* _Goal of the exercise_
In the neural machine translation text, reproduce the passage from "First introduced by" up to and including "language translation tasks.", changing "surpassed" to "overtaken".

* _Page text_

• • • •

7 min readOct 7, 2017

In 2016 Google Translate deployed Neural Machine Translation models into production and suddenly, deep learning and the “AI Awakening” was announced to the world. Released in 2006, this would mark the 10th year Google Translate had been in operation to internet users across the world. It would also mark the departure from phrase-based Statistical Machine Translation models to Neural Machine Translation based models.

Google Translate now uses NMT for all its translation

First introduced by Kalchbrenner and Blunsom (2013), Neural Machine Translation models started to be competitive at academic machine translation conferences in 2015, and by 2016 had surpassed SMT in almost all language translation tasks.

While the achievements of NMT are numerous and rapid, we will highlight a few papers and concepts that have defined NMT today. We will also touch on a couple recent papers to try and infer where NMT is headed.

• • • •

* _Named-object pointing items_

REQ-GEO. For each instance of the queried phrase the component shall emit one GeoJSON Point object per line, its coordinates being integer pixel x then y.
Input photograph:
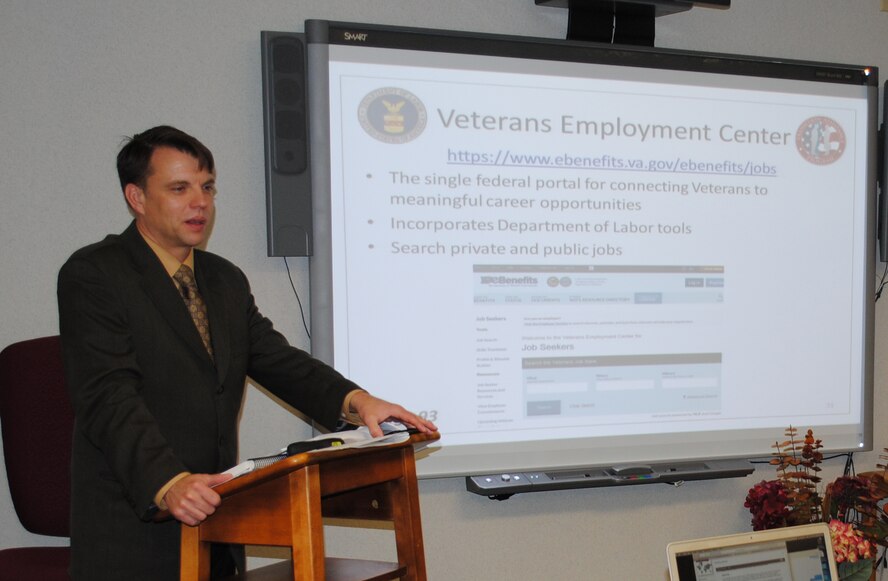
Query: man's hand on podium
{"type": "Point", "coordinates": [373, 410]}
{"type": "Point", "coordinates": [192, 499]}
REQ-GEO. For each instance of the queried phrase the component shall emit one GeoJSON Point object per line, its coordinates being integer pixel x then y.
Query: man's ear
{"type": "Point", "coordinates": [135, 197]}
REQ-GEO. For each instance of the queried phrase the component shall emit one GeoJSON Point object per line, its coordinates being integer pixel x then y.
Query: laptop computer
{"type": "Point", "coordinates": [800, 553]}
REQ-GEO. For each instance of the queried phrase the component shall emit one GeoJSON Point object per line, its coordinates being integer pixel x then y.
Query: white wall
{"type": "Point", "coordinates": [77, 76]}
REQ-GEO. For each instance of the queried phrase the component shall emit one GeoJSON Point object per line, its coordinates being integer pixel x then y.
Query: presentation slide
{"type": "Point", "coordinates": [541, 250]}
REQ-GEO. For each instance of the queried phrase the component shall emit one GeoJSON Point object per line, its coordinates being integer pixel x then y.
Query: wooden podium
{"type": "Point", "coordinates": [283, 505]}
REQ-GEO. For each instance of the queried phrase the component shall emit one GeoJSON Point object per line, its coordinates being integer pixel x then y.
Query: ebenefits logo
{"type": "Point", "coordinates": [392, 115]}
{"type": "Point", "coordinates": [820, 140]}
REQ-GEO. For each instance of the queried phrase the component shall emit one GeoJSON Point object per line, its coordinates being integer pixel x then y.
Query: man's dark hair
{"type": "Point", "coordinates": [134, 159]}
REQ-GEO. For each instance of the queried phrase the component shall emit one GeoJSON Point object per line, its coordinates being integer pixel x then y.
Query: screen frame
{"type": "Point", "coordinates": [486, 458]}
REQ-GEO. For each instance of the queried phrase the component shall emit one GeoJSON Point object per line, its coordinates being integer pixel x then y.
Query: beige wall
{"type": "Point", "coordinates": [77, 76]}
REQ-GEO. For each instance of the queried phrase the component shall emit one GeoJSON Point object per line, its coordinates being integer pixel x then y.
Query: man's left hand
{"type": "Point", "coordinates": [373, 410]}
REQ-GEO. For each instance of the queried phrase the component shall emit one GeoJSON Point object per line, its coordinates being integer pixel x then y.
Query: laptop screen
{"type": "Point", "coordinates": [802, 553]}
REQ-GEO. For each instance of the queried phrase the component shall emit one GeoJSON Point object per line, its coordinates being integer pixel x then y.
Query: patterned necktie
{"type": "Point", "coordinates": [198, 309]}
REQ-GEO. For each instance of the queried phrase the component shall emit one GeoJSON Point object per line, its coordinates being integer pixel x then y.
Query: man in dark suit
{"type": "Point", "coordinates": [156, 397]}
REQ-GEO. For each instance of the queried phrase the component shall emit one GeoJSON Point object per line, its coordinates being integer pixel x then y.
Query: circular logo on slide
{"type": "Point", "coordinates": [392, 115]}
{"type": "Point", "coordinates": [820, 140]}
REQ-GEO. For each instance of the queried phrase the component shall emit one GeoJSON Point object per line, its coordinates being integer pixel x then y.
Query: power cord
{"type": "Point", "coordinates": [298, 300]}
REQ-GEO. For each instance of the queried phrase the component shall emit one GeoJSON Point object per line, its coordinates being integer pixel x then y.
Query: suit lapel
{"type": "Point", "coordinates": [162, 291]}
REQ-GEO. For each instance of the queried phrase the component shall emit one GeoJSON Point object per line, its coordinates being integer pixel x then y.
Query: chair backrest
{"type": "Point", "coordinates": [37, 424]}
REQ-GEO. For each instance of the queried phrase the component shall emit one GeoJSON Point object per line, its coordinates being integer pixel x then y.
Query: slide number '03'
{"type": "Point", "coordinates": [430, 415]}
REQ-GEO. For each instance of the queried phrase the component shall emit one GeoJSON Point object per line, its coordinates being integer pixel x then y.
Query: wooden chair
{"type": "Point", "coordinates": [283, 505]}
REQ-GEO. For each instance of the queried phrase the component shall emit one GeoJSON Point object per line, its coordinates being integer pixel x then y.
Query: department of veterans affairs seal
{"type": "Point", "coordinates": [392, 115]}
{"type": "Point", "coordinates": [820, 140]}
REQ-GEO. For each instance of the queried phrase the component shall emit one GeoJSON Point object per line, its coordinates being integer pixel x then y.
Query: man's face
{"type": "Point", "coordinates": [175, 208]}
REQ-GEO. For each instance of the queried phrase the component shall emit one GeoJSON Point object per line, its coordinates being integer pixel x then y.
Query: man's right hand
{"type": "Point", "coordinates": [192, 499]}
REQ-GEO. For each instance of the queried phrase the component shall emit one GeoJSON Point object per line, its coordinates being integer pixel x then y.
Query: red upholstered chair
{"type": "Point", "coordinates": [37, 422]}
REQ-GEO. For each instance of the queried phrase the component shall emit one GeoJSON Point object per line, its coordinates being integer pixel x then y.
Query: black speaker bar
{"type": "Point", "coordinates": [287, 175]}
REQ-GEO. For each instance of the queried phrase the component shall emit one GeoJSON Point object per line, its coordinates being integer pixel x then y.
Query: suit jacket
{"type": "Point", "coordinates": [150, 403]}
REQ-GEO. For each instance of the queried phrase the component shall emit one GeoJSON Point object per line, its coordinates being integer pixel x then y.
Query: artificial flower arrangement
{"type": "Point", "coordinates": [853, 506]}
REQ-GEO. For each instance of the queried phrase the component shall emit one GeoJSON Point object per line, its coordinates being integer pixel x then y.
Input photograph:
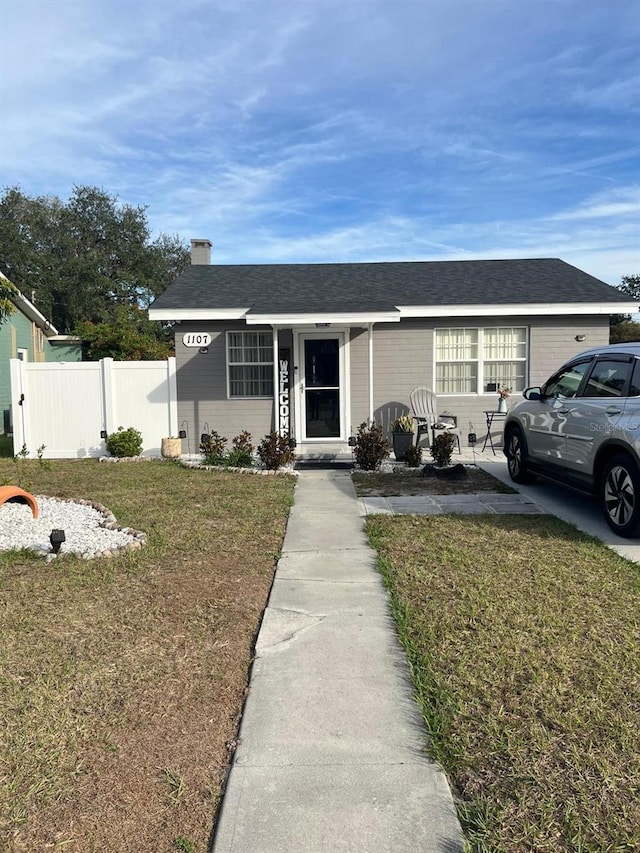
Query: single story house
{"type": "Point", "coordinates": [26, 334]}
{"type": "Point", "coordinates": [313, 350]}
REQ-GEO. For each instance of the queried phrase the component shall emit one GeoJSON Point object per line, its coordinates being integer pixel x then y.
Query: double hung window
{"type": "Point", "coordinates": [250, 364]}
{"type": "Point", "coordinates": [480, 360]}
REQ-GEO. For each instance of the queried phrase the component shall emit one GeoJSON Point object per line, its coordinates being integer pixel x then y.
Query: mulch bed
{"type": "Point", "coordinates": [407, 483]}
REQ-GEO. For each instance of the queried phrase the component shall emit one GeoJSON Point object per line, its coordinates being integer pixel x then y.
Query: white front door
{"type": "Point", "coordinates": [321, 386]}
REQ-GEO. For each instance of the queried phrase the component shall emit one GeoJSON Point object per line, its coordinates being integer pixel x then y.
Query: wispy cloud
{"type": "Point", "coordinates": [329, 131]}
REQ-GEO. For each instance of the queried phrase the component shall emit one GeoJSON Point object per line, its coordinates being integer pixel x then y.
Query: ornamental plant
{"type": "Point", "coordinates": [212, 448]}
{"type": "Point", "coordinates": [371, 446]}
{"type": "Point", "coordinates": [402, 424]}
{"type": "Point", "coordinates": [413, 456]}
{"type": "Point", "coordinates": [241, 455]}
{"type": "Point", "coordinates": [442, 448]}
{"type": "Point", "coordinates": [274, 451]}
{"type": "Point", "coordinates": [125, 442]}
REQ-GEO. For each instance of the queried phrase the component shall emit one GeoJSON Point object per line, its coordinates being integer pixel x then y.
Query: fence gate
{"type": "Point", "coordinates": [66, 406]}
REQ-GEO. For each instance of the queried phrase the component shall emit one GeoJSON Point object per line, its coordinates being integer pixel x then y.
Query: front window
{"type": "Point", "coordinates": [250, 364]}
{"type": "Point", "coordinates": [477, 361]}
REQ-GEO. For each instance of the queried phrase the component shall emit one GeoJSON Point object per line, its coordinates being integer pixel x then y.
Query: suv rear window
{"type": "Point", "coordinates": [567, 381]}
{"type": "Point", "coordinates": [608, 378]}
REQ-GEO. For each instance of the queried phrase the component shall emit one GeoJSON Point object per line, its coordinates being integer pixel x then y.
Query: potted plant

• • • •

* _Answer to the task_
First introduced by Kalchbrenner and Blunsom (2013), Neural Machine Translation models started to be competitive at academic machine translation conferences in 2015, and by 2016 had overtaken SMT in almost all language translation tasks.